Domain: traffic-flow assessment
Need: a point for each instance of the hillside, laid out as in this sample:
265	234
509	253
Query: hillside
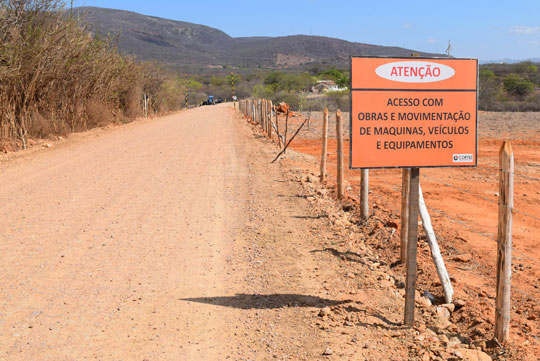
192	47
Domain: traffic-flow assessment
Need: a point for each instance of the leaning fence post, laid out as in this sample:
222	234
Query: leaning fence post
410	276
434	246
286	129
405	179
269	112
504	242
324	145
339	134
364	193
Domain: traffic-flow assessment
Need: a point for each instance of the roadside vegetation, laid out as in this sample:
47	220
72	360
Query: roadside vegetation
509	87
57	78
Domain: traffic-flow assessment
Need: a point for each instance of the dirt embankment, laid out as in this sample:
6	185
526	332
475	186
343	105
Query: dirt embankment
175	239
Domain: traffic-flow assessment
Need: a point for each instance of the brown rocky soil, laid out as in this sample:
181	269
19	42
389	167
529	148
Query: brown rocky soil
175	239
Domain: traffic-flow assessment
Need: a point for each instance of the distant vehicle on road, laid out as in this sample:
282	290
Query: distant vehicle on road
209	101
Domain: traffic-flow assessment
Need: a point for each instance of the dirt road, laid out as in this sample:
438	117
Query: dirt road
175	239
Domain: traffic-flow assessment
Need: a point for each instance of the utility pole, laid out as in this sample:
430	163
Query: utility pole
232	86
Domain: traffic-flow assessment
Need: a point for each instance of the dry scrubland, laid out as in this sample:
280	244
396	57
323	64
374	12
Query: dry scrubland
58	78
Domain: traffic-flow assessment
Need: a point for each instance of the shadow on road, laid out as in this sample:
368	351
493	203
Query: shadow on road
346	256
253	301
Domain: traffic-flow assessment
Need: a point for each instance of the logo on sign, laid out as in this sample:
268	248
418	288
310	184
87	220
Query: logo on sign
415	71
462	158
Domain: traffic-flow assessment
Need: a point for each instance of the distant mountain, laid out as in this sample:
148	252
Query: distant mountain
509	61
193	48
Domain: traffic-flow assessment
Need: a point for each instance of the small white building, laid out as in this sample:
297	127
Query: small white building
325	86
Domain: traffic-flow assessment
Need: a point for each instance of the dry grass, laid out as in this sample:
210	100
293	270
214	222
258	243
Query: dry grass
58	78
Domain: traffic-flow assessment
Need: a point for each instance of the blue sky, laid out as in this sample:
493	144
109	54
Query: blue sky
488	30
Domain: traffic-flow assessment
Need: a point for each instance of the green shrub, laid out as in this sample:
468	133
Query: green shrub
516	85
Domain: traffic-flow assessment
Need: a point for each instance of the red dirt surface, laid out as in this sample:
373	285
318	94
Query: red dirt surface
463	206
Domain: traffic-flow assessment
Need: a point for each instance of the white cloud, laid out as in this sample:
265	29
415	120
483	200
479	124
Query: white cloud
525	30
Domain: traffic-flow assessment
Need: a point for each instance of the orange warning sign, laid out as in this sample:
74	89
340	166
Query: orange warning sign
413	112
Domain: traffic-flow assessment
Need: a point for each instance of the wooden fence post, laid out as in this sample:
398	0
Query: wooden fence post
434	246
269	112
263	116
324	145
286	128
410	277
405	179
339	134
504	242
364	193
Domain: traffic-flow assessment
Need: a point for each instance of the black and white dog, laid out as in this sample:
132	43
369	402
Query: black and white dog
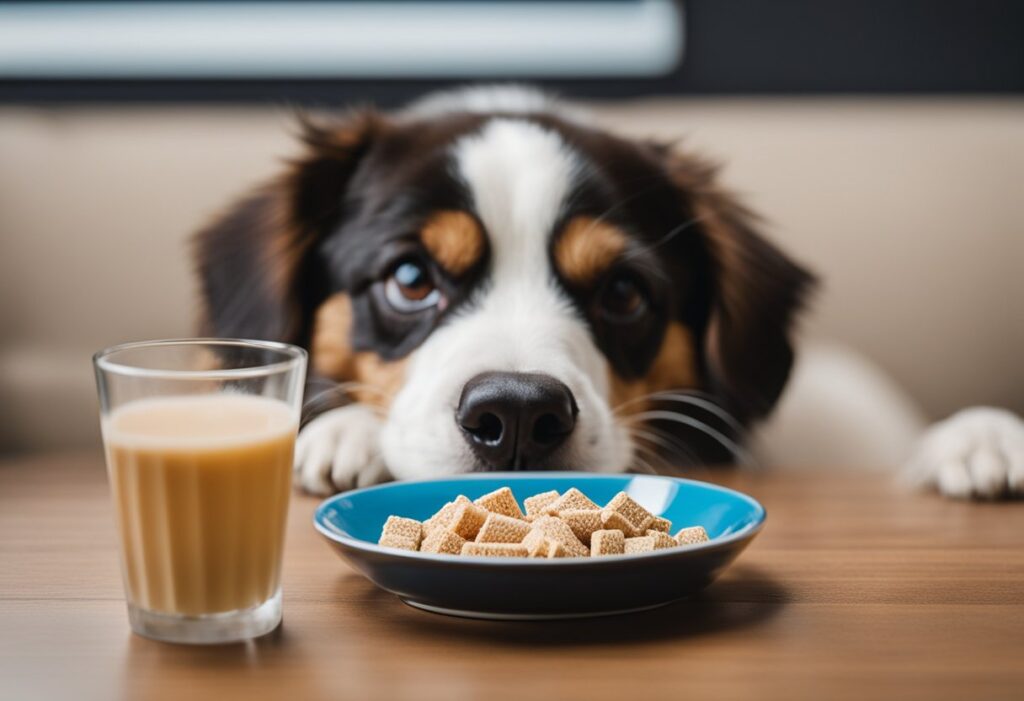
488	282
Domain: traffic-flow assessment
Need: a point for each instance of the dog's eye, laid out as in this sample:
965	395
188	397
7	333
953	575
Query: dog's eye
623	298
410	288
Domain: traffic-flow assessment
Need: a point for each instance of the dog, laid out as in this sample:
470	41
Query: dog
485	280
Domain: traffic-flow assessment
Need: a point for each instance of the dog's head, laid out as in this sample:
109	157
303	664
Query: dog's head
512	287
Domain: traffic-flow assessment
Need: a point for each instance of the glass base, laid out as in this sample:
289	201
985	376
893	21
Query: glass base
230	626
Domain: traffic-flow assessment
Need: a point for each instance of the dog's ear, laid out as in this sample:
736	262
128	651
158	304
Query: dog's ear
754	295
256	273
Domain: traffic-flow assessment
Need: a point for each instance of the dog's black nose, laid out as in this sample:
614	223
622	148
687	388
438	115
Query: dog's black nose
513	421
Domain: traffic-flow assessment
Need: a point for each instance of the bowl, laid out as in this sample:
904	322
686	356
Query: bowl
530	588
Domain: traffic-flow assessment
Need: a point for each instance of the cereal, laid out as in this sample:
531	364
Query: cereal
556	529
573	499
539	545
495	550
443	517
607	542
403	533
611	520
537	504
659	524
442	541
691	535
643	543
567	525
583	523
498	528
662	540
638	517
467	520
501	501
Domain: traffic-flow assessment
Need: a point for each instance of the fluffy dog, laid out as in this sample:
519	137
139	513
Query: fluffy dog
486	281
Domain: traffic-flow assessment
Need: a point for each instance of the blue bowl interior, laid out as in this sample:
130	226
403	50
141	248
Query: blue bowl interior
361	514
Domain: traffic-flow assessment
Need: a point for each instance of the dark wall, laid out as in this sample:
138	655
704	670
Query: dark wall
732	47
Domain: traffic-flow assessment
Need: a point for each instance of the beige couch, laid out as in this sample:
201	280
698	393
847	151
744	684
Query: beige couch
912	212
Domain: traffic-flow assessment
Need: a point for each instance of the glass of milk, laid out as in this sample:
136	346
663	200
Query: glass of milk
200	439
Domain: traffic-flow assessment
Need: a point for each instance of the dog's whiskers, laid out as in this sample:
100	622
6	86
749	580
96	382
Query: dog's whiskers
691	397
737	451
668	443
340	394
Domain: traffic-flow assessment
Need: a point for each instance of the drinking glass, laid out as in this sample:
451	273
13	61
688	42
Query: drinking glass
200	439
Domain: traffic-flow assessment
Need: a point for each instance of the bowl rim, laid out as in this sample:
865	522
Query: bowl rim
745	533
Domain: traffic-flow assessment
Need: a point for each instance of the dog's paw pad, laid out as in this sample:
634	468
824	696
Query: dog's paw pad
339	450
977	452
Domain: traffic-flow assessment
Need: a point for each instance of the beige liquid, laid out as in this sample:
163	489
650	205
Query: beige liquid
201	485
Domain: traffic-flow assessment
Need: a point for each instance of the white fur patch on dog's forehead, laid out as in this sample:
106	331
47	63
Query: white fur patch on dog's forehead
483	99
519	175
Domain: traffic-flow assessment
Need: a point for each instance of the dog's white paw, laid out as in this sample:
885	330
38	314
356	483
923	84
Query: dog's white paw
340	450
977	452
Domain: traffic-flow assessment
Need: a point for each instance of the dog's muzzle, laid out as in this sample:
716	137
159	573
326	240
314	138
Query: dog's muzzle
515	421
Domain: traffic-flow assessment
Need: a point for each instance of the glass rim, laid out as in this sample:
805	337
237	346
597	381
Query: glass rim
295	356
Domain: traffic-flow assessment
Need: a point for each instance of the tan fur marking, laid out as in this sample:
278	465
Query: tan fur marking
333	355
587	248
674	367
454	239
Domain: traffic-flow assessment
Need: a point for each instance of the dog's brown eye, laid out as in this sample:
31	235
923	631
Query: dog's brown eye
623	298
410	287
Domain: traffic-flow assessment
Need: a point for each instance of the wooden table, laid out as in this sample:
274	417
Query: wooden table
854	589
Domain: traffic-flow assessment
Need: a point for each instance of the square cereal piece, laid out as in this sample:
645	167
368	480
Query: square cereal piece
400	532
583	523
659	524
556	550
498	528
612	520
558	530
607	542
662	540
495	550
442	541
638	517
691	535
501	501
536	543
538	502
467	520
540	546
573	499
644	543
399	542
443	517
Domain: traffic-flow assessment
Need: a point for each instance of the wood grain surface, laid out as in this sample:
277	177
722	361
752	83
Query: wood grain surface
854	589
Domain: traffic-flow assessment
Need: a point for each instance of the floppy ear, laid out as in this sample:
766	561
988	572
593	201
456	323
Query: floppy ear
755	294
258	279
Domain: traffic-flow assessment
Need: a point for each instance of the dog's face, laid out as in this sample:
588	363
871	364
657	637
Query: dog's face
511	290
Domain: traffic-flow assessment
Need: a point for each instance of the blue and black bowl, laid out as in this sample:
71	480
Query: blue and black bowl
528	588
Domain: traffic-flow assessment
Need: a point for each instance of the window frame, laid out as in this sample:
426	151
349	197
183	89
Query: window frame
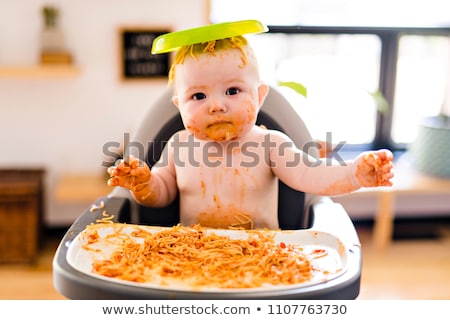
389	38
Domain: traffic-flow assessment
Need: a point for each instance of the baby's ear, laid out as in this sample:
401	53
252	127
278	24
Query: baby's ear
263	90
175	101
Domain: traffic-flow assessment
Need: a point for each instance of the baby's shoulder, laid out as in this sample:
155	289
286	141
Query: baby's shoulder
261	133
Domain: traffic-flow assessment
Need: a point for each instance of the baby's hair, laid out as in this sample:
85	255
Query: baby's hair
211	47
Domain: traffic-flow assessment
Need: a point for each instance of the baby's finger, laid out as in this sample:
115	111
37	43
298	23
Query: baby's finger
385	155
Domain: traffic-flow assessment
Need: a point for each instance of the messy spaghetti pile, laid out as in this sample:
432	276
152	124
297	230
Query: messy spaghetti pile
197	258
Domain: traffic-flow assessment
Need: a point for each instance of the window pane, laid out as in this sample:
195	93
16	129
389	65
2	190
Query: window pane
334	12
422	74
339	71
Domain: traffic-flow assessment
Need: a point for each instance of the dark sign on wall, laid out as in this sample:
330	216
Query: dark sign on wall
137	61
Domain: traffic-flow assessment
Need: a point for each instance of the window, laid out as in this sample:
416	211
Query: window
345	50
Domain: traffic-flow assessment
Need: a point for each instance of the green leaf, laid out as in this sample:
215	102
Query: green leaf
297	87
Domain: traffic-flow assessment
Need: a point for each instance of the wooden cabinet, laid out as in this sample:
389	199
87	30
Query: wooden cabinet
21	212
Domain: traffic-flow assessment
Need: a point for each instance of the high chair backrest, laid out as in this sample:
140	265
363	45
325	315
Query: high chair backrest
163	120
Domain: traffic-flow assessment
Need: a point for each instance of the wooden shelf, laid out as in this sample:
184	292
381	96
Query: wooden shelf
39	71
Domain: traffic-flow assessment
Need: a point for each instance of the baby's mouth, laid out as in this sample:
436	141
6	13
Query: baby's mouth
221	130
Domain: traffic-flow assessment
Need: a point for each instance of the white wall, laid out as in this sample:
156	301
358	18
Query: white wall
62	124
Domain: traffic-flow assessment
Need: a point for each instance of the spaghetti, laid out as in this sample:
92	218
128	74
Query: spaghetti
198	257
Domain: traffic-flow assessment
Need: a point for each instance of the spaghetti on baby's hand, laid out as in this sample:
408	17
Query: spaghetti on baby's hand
131	173
374	168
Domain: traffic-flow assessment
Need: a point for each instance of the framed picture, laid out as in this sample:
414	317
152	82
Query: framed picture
136	60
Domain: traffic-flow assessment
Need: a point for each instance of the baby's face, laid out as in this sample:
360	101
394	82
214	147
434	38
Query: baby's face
217	96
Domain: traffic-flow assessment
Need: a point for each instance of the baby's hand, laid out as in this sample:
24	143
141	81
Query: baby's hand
374	168
132	174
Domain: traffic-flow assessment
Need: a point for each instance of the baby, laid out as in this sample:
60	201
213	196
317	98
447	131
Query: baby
229	175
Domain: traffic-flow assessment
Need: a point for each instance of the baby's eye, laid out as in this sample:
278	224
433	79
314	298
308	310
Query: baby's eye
198	96
232	91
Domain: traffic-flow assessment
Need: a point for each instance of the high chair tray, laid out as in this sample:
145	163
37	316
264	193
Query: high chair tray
328	254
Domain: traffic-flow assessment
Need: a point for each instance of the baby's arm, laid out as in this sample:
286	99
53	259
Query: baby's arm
326	177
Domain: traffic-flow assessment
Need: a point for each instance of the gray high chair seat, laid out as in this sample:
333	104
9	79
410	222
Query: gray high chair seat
296	210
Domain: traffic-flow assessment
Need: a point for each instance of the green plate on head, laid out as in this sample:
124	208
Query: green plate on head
172	41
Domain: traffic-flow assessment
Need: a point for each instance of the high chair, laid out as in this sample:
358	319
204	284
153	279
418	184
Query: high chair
297	211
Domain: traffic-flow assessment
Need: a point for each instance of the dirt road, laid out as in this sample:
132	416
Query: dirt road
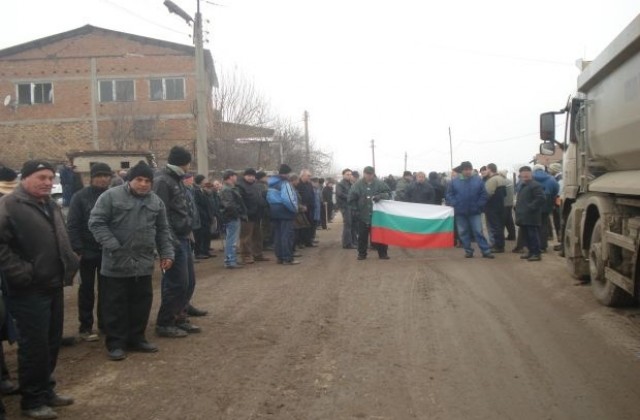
425	335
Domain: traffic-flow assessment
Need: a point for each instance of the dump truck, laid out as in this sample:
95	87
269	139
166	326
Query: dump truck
600	202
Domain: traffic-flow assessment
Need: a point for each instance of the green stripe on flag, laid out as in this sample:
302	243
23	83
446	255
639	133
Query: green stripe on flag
410	224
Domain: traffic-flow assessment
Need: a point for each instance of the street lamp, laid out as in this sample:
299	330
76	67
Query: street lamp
202	146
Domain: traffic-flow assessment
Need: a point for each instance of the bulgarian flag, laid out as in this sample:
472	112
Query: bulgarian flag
411	225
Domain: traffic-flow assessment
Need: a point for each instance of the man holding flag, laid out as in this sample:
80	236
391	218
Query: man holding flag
361	198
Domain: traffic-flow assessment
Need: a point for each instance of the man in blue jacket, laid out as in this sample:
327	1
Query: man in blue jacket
283	206
468	196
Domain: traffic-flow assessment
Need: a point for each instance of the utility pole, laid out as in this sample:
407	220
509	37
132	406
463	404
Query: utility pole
373	152
202	146
450	149
306	140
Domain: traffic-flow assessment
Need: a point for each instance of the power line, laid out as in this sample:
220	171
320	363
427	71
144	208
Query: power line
136	15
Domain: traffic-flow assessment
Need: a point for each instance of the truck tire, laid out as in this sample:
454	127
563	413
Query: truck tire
578	267
606	292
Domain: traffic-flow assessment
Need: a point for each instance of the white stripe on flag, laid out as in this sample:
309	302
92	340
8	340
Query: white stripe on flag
413	210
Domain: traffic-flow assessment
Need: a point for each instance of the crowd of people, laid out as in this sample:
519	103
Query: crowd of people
123	225
474	195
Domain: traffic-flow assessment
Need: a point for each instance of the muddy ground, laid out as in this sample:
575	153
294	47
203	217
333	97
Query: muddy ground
425	335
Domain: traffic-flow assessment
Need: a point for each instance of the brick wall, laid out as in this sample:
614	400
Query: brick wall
51	130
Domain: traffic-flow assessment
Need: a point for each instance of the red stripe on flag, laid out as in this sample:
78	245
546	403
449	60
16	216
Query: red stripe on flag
411	240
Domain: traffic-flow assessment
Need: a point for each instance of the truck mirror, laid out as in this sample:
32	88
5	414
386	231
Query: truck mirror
548	126
548	148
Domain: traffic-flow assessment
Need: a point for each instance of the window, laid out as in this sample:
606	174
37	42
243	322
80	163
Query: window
117	91
169	89
35	93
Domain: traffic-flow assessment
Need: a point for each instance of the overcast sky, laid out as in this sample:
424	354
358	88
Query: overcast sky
400	72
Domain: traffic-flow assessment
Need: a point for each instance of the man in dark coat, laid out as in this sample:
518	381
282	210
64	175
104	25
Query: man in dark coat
308	201
349	226
529	206
178	282
438	188
254	198
89	250
37	260
204	204
364	193
420	191
233	212
468	196
129	221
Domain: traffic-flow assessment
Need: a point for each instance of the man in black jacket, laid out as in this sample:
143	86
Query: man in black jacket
420	191
37	260
254	198
233	212
308	201
178	282
89	250
349	230
529	204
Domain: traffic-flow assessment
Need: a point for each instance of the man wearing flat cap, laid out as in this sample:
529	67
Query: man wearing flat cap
468	196
129	222
179	282
37	261
362	195
87	248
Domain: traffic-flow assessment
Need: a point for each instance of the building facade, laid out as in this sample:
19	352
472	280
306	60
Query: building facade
97	89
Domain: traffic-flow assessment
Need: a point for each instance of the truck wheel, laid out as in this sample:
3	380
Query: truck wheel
578	267
606	292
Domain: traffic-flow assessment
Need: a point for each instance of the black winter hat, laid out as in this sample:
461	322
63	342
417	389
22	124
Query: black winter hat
179	156
228	174
32	166
100	168
7	174
141	169
284	169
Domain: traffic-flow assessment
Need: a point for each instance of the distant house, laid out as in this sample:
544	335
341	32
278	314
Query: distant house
94	89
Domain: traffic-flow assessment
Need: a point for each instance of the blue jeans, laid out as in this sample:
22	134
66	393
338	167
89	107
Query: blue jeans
39	318
283	238
233	232
178	284
472	225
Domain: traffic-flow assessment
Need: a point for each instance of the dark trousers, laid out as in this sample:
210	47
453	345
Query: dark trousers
495	222
283	238
39	319
202	239
364	230
178	285
545	231
89	270
531	236
349	228
126	305
509	224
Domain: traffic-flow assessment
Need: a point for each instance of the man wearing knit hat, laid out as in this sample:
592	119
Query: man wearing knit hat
36	263
85	245
178	283
129	222
250	229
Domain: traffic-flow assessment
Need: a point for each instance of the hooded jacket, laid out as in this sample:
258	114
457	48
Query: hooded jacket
467	196
35	251
129	227
550	187
282	199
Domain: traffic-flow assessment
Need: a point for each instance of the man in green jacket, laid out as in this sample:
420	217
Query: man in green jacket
362	195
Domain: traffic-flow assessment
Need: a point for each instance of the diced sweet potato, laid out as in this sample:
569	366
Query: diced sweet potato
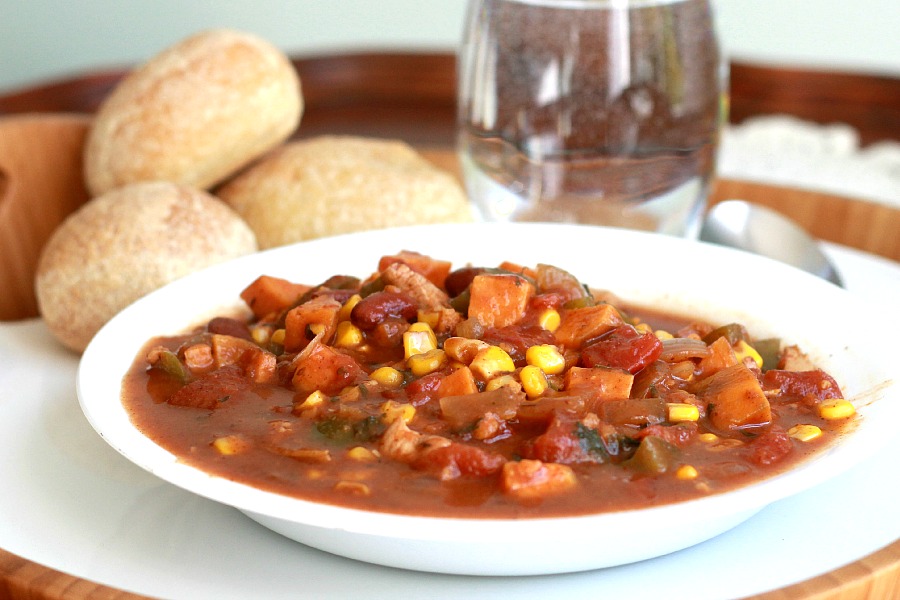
268	295
721	356
320	367
258	364
320	311
735	398
582	324
599	383
458	383
532	479
499	300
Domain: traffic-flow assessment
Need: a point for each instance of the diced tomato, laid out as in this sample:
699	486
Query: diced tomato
677	435
424	389
624	348
770	447
560	443
325	369
802	384
458	459
530	479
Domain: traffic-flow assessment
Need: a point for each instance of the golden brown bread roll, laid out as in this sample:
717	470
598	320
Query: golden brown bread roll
339	184
194	114
125	244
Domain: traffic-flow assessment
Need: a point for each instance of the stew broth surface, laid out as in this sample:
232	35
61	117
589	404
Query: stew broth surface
267	428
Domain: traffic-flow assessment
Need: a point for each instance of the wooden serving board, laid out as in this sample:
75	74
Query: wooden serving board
405	96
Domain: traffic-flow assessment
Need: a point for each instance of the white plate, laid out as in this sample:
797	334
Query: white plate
725	285
71	503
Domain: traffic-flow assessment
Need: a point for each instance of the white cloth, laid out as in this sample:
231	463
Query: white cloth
784	150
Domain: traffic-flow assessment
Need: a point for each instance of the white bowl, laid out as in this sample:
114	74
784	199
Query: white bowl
837	329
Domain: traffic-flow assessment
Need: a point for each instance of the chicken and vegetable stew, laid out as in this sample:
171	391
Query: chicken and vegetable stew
494	391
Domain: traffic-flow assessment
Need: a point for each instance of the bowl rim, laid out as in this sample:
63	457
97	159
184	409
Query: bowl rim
140	450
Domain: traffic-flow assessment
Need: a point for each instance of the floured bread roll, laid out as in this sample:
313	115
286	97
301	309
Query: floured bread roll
125	244
194	114
334	184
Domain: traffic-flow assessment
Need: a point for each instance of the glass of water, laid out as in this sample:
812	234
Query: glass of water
591	111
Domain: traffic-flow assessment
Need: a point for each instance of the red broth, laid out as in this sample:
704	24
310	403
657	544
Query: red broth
419	391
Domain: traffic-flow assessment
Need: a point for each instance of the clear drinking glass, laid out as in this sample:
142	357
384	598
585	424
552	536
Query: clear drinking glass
591	111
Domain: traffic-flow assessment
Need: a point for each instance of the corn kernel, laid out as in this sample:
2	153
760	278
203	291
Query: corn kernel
418	339
426	328
429	317
832	410
743	350
549	319
387	376
805	433
429	362
534	382
503	380
393	410
547	358
347	308
230	444
362	454
313	400
686	472
352	487
643	328
348	335
678	412
260	335
491	362
463	349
◆ ◆ ◆ ◆ ◆
Required work: From the material above, select each line that contains the word "milk".

Task solution:
Need: a point for each instance of the glass of milk, laid out as in this sample:
Query: glass of milk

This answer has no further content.